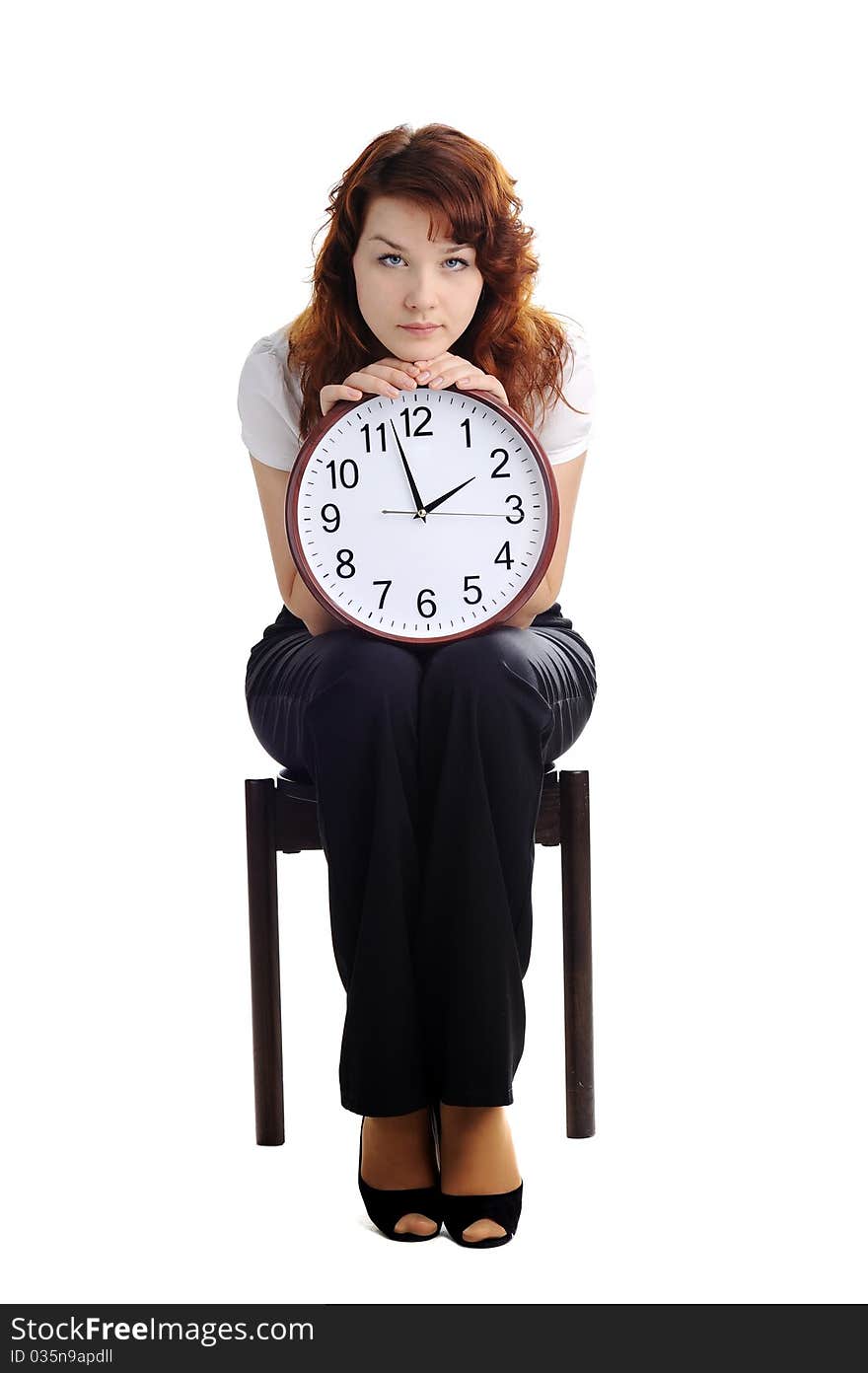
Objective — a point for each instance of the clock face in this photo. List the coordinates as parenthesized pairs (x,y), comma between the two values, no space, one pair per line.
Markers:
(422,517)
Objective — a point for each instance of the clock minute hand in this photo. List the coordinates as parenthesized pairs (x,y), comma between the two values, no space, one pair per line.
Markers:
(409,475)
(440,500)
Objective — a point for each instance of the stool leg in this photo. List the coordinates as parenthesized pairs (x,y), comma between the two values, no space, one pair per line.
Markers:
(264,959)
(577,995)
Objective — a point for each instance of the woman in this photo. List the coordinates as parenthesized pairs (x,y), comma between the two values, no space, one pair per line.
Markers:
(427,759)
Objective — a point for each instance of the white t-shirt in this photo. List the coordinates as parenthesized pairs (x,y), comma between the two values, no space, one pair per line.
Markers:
┄┄┄┄┄┄
> [GIVEN PROBLEM] Put every line of the entries above into a JSON list of strings, one string per line, with blank lines and pictures excluded.

> [SOLUTION BELOW]
[
  "Objective — a point for each instance of the clock face in this photo. List the coordinates as parenthesized pairs (x,y), comma between the two values, no space, one pair per line.",
  "Markers:",
  "(422,517)",
  "Objective — a point for each instance of the clock minute hand in this photo. List the coordinates as parenthesized pairs (x,y), comma between the two values, no space, one pair per line.",
  "Markers:",
  "(409,475)",
  "(440,500)",
  "Objective — a point for each instance of the stool leg in this photo. List the coordinates as parenthesized pairs (x,y), comma between the two values, no space, one pair per line.",
  "Markers:",
  "(264,959)",
  "(577,995)",
  "Objective — a point for each instance of the woman in this photo. List the coordinates as parenthesized pairs (x,y), comma between the two values, no space, one pair per line.",
  "Markers:",
  "(427,759)",
  "Objective — a point for each instance of the white t-shirt in this photo. List the coordinates as parenthesized pairs (x,y), comma between the two values, no space, one pair per line.",
  "Markers:"
]